**Your goal:** Could you render every row below as a numbered list, skipping blank lines and leaving the pictures out?

**Image object location entries:**
□ □ □
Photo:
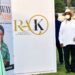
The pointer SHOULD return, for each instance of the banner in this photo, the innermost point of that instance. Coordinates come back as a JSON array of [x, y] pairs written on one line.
[[6, 36], [34, 36]]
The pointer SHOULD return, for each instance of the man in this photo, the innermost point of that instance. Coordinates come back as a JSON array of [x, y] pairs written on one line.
[[59, 48], [67, 40]]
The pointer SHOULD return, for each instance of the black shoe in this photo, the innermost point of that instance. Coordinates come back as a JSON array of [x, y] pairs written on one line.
[[73, 71], [68, 71]]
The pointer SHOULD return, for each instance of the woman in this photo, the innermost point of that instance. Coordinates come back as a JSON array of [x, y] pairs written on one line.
[[4, 48], [67, 41]]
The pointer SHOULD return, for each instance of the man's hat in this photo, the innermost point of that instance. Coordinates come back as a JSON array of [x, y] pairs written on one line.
[[68, 12]]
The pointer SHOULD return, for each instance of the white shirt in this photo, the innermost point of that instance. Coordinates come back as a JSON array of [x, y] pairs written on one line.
[[67, 32]]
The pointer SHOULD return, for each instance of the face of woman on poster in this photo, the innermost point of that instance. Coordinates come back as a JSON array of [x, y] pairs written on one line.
[[1, 35]]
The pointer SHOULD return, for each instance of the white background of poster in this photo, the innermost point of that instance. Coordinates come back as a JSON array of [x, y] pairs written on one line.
[[34, 53], [8, 30]]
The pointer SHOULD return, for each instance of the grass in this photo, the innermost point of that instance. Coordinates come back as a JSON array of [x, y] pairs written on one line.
[[60, 70]]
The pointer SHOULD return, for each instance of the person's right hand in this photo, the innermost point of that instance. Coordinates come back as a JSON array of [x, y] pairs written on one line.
[[61, 44]]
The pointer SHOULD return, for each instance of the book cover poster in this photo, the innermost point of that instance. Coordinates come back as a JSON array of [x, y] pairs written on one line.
[[6, 36], [34, 36]]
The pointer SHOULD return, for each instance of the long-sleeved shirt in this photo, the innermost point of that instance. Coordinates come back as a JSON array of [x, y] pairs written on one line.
[[67, 32], [57, 27]]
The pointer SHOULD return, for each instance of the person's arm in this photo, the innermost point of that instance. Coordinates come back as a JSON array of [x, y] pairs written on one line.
[[61, 34], [7, 60]]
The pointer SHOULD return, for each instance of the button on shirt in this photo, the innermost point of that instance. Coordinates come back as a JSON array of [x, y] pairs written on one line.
[[67, 32]]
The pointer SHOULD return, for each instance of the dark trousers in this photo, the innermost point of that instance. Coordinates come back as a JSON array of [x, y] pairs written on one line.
[[60, 52], [69, 51]]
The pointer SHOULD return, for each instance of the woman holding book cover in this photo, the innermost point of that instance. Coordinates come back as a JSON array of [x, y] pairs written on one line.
[[4, 48]]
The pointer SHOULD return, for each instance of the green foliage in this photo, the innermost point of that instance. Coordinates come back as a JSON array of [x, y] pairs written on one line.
[[59, 6]]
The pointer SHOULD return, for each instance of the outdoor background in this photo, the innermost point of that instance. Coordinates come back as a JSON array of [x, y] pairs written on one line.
[[60, 7]]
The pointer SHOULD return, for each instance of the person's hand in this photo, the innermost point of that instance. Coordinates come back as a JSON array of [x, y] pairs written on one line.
[[61, 44], [6, 62]]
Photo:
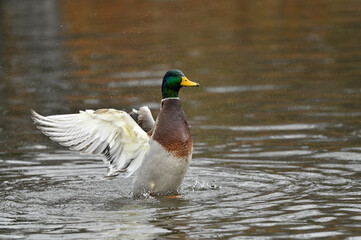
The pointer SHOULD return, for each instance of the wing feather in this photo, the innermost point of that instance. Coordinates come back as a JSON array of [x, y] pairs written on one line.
[[110, 133]]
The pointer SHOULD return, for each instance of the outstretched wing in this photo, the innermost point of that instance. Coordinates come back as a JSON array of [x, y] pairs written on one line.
[[111, 133]]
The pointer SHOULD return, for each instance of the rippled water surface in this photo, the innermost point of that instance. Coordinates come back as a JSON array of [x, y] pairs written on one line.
[[275, 124]]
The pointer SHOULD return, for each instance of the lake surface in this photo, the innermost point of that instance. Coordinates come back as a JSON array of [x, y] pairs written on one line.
[[275, 124]]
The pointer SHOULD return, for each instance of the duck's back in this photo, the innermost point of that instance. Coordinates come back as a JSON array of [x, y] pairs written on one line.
[[170, 152]]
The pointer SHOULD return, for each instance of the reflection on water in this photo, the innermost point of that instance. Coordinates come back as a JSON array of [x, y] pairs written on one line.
[[275, 123]]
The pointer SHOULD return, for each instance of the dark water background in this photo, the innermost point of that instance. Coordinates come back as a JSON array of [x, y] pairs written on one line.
[[276, 122]]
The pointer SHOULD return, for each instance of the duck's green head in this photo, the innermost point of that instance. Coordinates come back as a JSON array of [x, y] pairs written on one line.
[[173, 80]]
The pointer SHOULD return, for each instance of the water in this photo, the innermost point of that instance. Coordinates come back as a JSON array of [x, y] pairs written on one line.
[[275, 123]]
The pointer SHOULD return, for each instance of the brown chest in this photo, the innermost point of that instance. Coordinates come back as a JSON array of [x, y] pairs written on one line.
[[172, 131]]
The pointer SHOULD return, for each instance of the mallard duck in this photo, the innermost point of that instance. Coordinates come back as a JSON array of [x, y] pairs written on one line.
[[160, 151]]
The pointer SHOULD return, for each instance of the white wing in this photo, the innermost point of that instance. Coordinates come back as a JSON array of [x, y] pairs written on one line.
[[110, 133]]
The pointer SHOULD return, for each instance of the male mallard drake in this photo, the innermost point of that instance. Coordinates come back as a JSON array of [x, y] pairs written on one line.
[[161, 151]]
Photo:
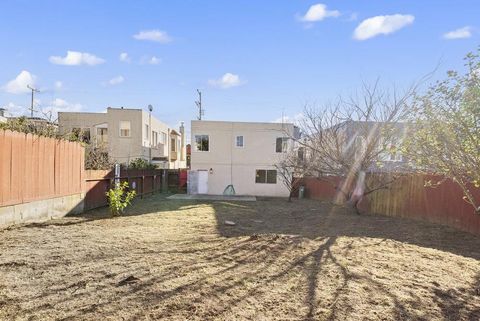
□ □ □
**Correct answer:**
1. Photo:
2. The pointer SHOULD return, for each instance of the banner in this photo, the innermost point of that instance. Coordinates come back as a JSON array of [x, y] pairs written on one line.
3. [[6, 36], [34, 36]]
4. The pointer SHOULD return, for each instance of the man in this photo, the innermost point of that instance. Coordinates come back as a JSON array of [x, y] pairs written on one line.
5. [[59, 48], [67, 40]]
6. The pointer SHOULD return, for each instance of the black shoe in this photo, the innermost point of that instance. Coordinates come back as a JSON array of [x, y] pairs written on one line.
7. [[73, 71], [68, 71]]
8. The pointer SHOULD return, for each instance of the woman in this photo, the innermost point of that instance. Coordinates come back as a JSON array of [x, y] pairs written on one line.
9. [[4, 48], [67, 41]]
10. The pointer SHOULD return, for each instance of the man's hat in this photo, the innermost point of that instance. Coordinates come back as a JSON array of [x, y] pairs written on one line.
11. [[68, 12]]
12. The pointer SHOULD return, for each instance of the white shirt in this photo, the innermost point of that instance. Coordinates come back as a JSON array of [x, y] pairs written on one line.
13. [[67, 32]]
14. The pointer SHOULD return, for each instance of the face of woman on poster in this photo, the innermost point of that instance. Coordinates come back as a JSON array of [x, y] pairs written on one line.
15. [[1, 35]]
16. The pointer SHOULD return, for each instance of the white background of poster in this photo, the innermost point of that instance. Coordinates come back as a JSON array of [x, y] pairs written on one line.
17. [[34, 53], [8, 30]]
18. The pointer SHOULD return, for each instance of the grass in this photo, the innermost point of that instance. Coordinates come back as a JSON array of [x, y] pairs written on one line.
19. [[60, 70]]
20. The pointer SHOULD return, for each instance of the person's right hand in this photo, the innermost point of that instance. Coordinates come back as a JSON array of [x, y] pairs written on one line.
21. [[61, 44]]
22. The pointer SHOULD return, for each instance of the book cover poster in this photo, the innermost point of that instance. Coordinates come back as a JSON array of [x, y] pairs written on one line.
23. [[6, 36], [34, 36]]
24. The pointer SHOULD return, for each instance of the long-sleeved shirt in this photo, the innermost point of that instance. Coordinates come back as a JSON array of [x, y] pairs written on one line.
25. [[67, 32], [57, 27]]
26. The pointer SHOULD return, for each instance of the person's arm in this photo, the innermost point of that instance. Coordinates come back as a JSON array of [x, y] pairs written on one line.
27. [[61, 34], [7, 60]]
28. The pointer SHOULD return, for each instance of the button on shirt in this photo, the innermost point of that instance. Coordinates come back as a JSON array of [x, y] pairs written on one line.
29. [[67, 32]]
30. The pointer SHOULD return, for each instance of the dark trousers in this photo, the innermost point of that instance. Coordinates come back as a JSON array of [x, y] pairs written on one line.
31. [[60, 52], [69, 51]]
32. The pointer SHOULD return, for each instance of the woman holding book cover in this photo, the innermost point of that instance. Coordinates come back as a JSON array of [x, y] pairs written on one line.
33. [[4, 48]]
34. The pointer SHOULD return, for each instance of the green foliage in this photo, the innermost point of that instance. Coordinates come back as a JSON array of [x, y] pairs written on one line.
35. [[59, 6]]
36. The pointer SHOULD return, for each instance of the outdoor background in this photo, the innermost point of that instance. Coordinates come back as a JSON array of [x, y] pairs written on one line.
37. [[60, 7]]
38. The pointer SHOULD return, for each instance of the person's hand in this photo, the innermost point of that instance. Coordinates come back as a JSON array of [x, y] pairs written on one line.
39. [[61, 44], [6, 62]]
40. Photo:
41. The pointer SHOULD return, for each instance of the wing feather in this photo, the innermost point of that instance. Coordinates come back as a JSON array of [x, y] pairs written on one line.
42. [[110, 133]]
43. The pointer SHOULD return, for each instance of the outstretched wing in this photo, the innermost point of that instance. Coordinates come back as a JSON array of [x, y] pairs written on one line.
44. [[111, 133]]
45. The pointer SHOULD return, for each instance of the rippled water surface in this photo, the innermost point of that instance. Coordinates come back as a JSON array of [x, y] pairs written on one line.
46. [[275, 124]]
47. The pointer SHOULD return, for each instance of the lake surface in this photo, the innermost point of that instance. Coordinates come back as a JSON array of [x, y] pairs written on one line.
48. [[275, 124]]
49. The pointer SHOULD return, for each instance of the duck's back in this photo, the innermost point of that instance. Coordinates come back as a JSON array of [x, y] pairs written on one line.
50. [[170, 152]]
51. The pointer SHOULD return, for each instance of the reflection on water in this photo, the innermost point of that instance. Coordinates come back as a JSON array of [x, y] pairs written on one line.
52. [[275, 123]]
53. The pointer SHOULD return, for each instance of the dark water background in this photo, the innermost point of that instance. Coordinates come back as a JSON array of [x, y] pairs written on one line.
54. [[276, 122]]
55. The pointer SHOULD return, for each instance of the duck's green head in this photo, the innermost point of that instance. Coordinates come back as a JSON array of [x, y] pairs written on one line.
56. [[173, 80]]
57. The pointer SHOULD return, for each instance of the water in this photo, the innermost point of that instance. Coordinates come back as a JSON array of [x, y] pairs written on one line.
58. [[275, 123]]
59. The pointer SHOULD return, for each instance of the brown chest in this photo, the innermost point of that instance. Coordinates come back as a JSON array of [x, y] pairs written on one line.
60. [[172, 131]]
61. The pointer SHOULD return, for each instance of the mallard duck in this photo, the innermost point of that instance. Coordinates come back as a JSON array of [x, y] pairs written on one line.
62. [[160, 151]]
63. The pointer SHOULD return, for each instance of the white wing in this photo, the innermost point of that instance. Coordinates come back as a JSON array of [x, y] pairs written on one line.
64. [[110, 133]]
65. The pointer SHOULD return, for each instance of the male mallard drake in this photo, the innermost point of that instance. Coordinates come back as a JSON array of [x, y] pairs written on one line.
66. [[161, 151]]
67. Photo:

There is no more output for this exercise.